_SUPPLIED DATA:_
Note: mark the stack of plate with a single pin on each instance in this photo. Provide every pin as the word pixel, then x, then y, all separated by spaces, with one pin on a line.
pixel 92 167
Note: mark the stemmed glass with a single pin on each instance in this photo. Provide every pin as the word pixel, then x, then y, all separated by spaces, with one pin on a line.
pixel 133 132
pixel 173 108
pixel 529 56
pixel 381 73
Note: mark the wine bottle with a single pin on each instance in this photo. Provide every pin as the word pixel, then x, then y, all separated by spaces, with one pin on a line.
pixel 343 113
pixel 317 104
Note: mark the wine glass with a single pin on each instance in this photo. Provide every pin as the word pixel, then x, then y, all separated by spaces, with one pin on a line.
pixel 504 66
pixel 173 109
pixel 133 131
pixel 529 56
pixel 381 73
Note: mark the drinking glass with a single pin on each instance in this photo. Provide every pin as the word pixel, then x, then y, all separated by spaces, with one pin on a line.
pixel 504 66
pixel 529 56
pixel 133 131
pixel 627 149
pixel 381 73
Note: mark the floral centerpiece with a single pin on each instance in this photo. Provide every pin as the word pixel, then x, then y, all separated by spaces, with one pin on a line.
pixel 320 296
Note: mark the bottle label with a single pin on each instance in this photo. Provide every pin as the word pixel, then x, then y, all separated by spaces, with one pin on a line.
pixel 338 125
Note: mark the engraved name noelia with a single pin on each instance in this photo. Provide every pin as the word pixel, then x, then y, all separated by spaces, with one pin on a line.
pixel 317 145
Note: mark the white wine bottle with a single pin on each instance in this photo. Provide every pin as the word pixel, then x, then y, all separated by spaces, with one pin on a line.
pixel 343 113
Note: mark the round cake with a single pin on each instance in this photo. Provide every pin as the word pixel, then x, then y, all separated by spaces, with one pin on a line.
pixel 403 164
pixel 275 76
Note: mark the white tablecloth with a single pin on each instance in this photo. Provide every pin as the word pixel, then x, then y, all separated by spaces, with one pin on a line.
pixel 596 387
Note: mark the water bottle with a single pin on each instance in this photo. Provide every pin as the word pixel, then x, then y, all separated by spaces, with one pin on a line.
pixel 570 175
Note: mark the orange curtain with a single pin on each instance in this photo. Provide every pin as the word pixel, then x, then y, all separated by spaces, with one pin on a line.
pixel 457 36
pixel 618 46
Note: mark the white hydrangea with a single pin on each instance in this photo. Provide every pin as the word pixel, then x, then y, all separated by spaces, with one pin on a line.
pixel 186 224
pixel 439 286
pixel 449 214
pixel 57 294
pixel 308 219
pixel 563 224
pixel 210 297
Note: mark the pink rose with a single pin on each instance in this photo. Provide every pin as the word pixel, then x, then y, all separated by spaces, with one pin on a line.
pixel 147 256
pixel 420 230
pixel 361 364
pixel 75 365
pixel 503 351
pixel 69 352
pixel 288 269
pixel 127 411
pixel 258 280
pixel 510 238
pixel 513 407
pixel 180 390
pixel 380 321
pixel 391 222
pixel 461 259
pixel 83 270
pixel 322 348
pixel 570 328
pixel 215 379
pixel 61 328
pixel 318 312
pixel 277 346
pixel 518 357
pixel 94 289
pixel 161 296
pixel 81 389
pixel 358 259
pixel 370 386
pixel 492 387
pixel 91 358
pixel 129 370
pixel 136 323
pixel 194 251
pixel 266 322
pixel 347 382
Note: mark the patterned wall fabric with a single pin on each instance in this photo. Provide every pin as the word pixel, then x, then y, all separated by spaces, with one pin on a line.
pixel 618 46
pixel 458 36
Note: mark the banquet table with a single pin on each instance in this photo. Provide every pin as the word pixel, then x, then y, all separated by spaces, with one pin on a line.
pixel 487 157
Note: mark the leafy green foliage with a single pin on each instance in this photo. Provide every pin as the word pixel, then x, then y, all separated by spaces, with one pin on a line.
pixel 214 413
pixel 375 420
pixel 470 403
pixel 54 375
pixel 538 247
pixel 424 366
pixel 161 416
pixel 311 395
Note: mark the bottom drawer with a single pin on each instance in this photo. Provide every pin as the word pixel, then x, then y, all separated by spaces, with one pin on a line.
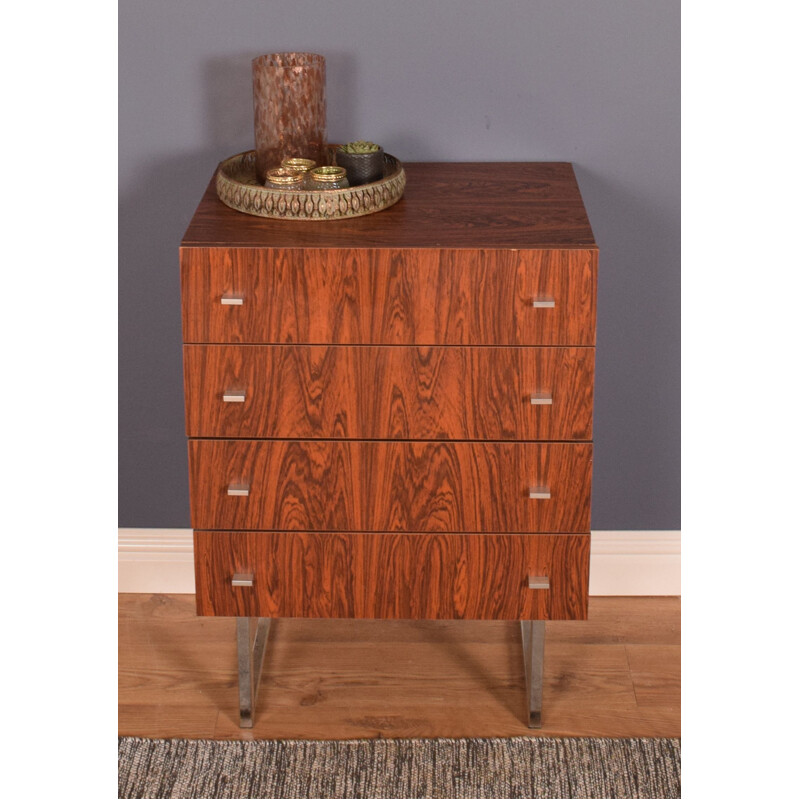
pixel 391 575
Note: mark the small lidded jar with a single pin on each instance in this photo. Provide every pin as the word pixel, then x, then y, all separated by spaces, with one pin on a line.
pixel 284 178
pixel 327 178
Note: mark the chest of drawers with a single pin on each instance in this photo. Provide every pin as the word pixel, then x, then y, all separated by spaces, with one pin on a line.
pixel 391 416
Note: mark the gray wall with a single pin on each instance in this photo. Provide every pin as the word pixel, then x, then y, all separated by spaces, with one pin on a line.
pixel 595 83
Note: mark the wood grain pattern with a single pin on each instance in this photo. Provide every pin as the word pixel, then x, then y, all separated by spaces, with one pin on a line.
pixel 500 205
pixel 391 575
pixel 361 296
pixel 348 679
pixel 302 391
pixel 342 485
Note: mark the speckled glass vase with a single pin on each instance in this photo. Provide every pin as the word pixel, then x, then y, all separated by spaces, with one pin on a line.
pixel 289 106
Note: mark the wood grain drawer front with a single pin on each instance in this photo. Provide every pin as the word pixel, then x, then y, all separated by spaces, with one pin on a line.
pixel 337 485
pixel 426 297
pixel 391 575
pixel 304 391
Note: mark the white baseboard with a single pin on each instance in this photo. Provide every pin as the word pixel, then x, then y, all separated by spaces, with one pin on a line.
pixel 160 560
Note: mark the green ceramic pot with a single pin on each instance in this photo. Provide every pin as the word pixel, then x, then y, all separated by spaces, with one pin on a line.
pixel 361 167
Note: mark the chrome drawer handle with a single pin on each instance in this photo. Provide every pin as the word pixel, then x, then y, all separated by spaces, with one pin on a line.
pixel 539 493
pixel 538 582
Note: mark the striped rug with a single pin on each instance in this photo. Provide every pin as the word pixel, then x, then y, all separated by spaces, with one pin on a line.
pixel 400 768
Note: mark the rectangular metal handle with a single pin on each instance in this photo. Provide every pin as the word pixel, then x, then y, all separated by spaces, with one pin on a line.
pixel 538 582
pixel 539 493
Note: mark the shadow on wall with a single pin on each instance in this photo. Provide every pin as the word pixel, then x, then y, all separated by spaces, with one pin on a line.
pixel 153 215
pixel 636 465
pixel 154 211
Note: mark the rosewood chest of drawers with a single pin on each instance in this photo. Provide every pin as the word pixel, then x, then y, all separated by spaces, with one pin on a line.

_TASK DESCRIPTION:_
Repeat the data in full, exactly as it stands, but drop every picture.

_FINISHED EXERCISE:_
Note: mark the stack of plate with a single pin on each instance in this photo. Provide every pin as the word pixel, then x, then y, all separated by spaces, with one pin on a line.
pixel 92 167
Note: mark the stemmed glass with a single pin on each instance in this photo. Provide every pin as the word pixel, then x, then y, all separated by spaces, with one pin on a line.
pixel 133 132
pixel 173 108
pixel 529 56
pixel 381 73
Note: mark the wine bottle with a single pin on each instance in this photo. Provide every pin as the word pixel, then x, then y, all separated by spaces, with one pin on a line.
pixel 343 113
pixel 317 104
Note: mark the wine glass with a single pin on each instance in this photo. Provide every pin as the word pixel, then x, then y, all separated by spaces, with one pin on a line.
pixel 504 66
pixel 173 109
pixel 133 131
pixel 529 56
pixel 381 73
Note: mark the drinking glass with a single pin on each instance in this photo. Provide every pin as the word pixel, then x, then y, all separated by spaces, with one pin on a line.
pixel 504 66
pixel 529 56
pixel 133 131
pixel 627 149
pixel 381 73
Note: mark the floral centerpiece with a single pin on each instance in this photo. Provide every pin as the word pixel, then x, then y, all separated by spaces, with one pin on a line.
pixel 320 296
Note: mark the bottle label with a single pin on each instance in this photo. Provide every pin as the word pixel, then x, then y, all separated by spaces, with one pin on a line.
pixel 338 125
Note: mark the engraved name noelia with a single pin on each instance in this photo. Provide every pin as the word pixel, then x, then y, all separated by spaces, with one pin on a line.
pixel 317 145
Note: mark the white wine bottle with a single pin on each instance in this photo. Provide every pin as the word pixel, then x, then y, all separated by spaces, with one pin on a line.
pixel 343 113
Note: mark the round cake with a single pin on each instance in this photo. Provide every pin as the word pixel, then x, then y, all separated by spaces, with one pin on a line.
pixel 403 164
pixel 275 76
Note: mark the white tablecloth with a single pin on each instance in this photo. Provide every pin as the word pixel, then x, then y, all separated by spaces, with one pin on a line.
pixel 596 387
Note: mark the water bottle with a single pin on each instance in this photo. Provide every pin as the word pixel, then x, then y, all separated by spaces, with one pin on a line.
pixel 570 175
Note: mark the orange curtain with a single pin on each instance in this photo. Provide every pin as the word pixel, then x, then y, all separated by spaces, with one pin on a line.
pixel 457 36
pixel 618 46
Note: mark the white hydrangea with a single pin on each instance in this photo. Provide every pin as the word pixel, then x, then y, all separated by spaces, with one pin on a line.
pixel 186 224
pixel 439 286
pixel 449 214
pixel 57 294
pixel 308 219
pixel 563 224
pixel 210 297
Note: mark the pink rose with a single pin on each instance in this photo. Provide every pin as the word pixel, then x, then y, all separated by spaces, with one pin on a line.
pixel 147 256
pixel 420 230
pixel 361 364
pixel 75 365
pixel 503 351
pixel 69 352
pixel 288 269
pixel 127 411
pixel 258 280
pixel 510 238
pixel 513 407
pixel 180 390
pixel 380 321
pixel 391 222
pixel 461 259
pixel 83 270
pixel 322 348
pixel 570 328
pixel 215 379
pixel 61 328
pixel 318 312
pixel 277 346
pixel 518 357
pixel 94 289
pixel 161 296
pixel 81 389
pixel 358 259
pixel 370 386
pixel 492 387
pixel 91 358
pixel 129 370
pixel 136 323
pixel 194 251
pixel 266 322
pixel 347 382
Note: mark the patterned wall fabric with a single pin on each instance in this photo. Provide every pin as the word pixel, then x, then y, all separated by spaces, with one pin on a line.
pixel 618 46
pixel 458 36
Note: mark the banquet table with a single pin on each instance in this photo. Provide every pin as the word pixel, then x, then y, all separated by spaces, with one pin on a line.
pixel 487 157
Note: mark the leafy green foliage with a single pin on each instance in this photo. Provide every pin as the word pixel, then x, then y, all separated by spaces, with one pin on a line.
pixel 214 413
pixel 375 420
pixel 470 403
pixel 54 375
pixel 538 247
pixel 424 366
pixel 161 416
pixel 311 395
Note: mark the bottom drawer with a single pin on each instance in this photo. Provide every pin as the word pixel, then x, then y, all separated by spaces, with one pin on a line.
pixel 391 575
Note: mark the small lidded jar with a single pin on each instance in this photo. Provide every pin as the word pixel, then x, then y, all separated by spaces, with one pin on a line.
pixel 284 178
pixel 327 178
Note: mark the chest of drawers with a single pin on each instance in this photo. Provide every pin as the word pixel, then x, then y, all separated by spaces, with one pin on a line.
pixel 391 416
Note: mark the gray wall with a single pin on each instance in this photo. Provide every pin as the word pixel, then x, then y, all separated by spaces, with one pin on a line.
pixel 595 83
Note: mark the wood grain pattern with a single pin on each instance in this photo. Provide every pin as the word pixel, then x, then y, all separated by spaces, with one pin on a line.
pixel 500 205
pixel 391 575
pixel 361 296
pixel 348 679
pixel 302 391
pixel 342 485
Note: mark the speckled glass vase with a single pin on each instance in this photo. Provide every pin as the word pixel, then x, then y, all separated by spaces, with one pin on a line.
pixel 289 106
Note: mark the wood grain drawer front with a single pin on each instance in this photo. Provide every pin as the word pixel, then x, then y, all separated by spaces, with one pin on a line.
pixel 337 485
pixel 426 297
pixel 391 575
pixel 304 391
Note: mark the white baseboard with a single pin on each instance in this photo. Provide every pin as the word pixel, then x, then y, all separated by spaces, with one pin on a line.
pixel 160 560
Note: mark the green ceramic pot with a single pin on each instance in this photo. Provide every pin as the word pixel, then x, then y, all separated by spaces, with one pin on a line.
pixel 361 167
Note: mark the chrome drawer handle with a single pin on each instance in this photo. Provide every pin as the word pixel, then x, then y, all separated by spaces, with one pin on a line.
pixel 539 493
pixel 538 582
Note: mark the striped rug with a single pin on each instance in this photo. Provide every pin as the word pixel, then x, then y, all separated by spaces, with one pin on a line.
pixel 400 768
Note: mark the rectangular metal handle with a single pin on each instance in this photo. Provide every pin as the word pixel, then x, then y, all separated by spaces, with one pin on a line.
pixel 538 582
pixel 539 493
Note: mark the shadow on wall with a single pin on each instance in this photo. Provide every pin as the word pixel, then x, then y, all separated by spaces, with one pin on a line.
pixel 153 215
pixel 636 465
pixel 154 211
Note: mark the rosewood chest of drawers with a single pin on each instance in this photo. Provide every pin as the word pixel, then x, then y, all separated by spaces, with one pin on a line.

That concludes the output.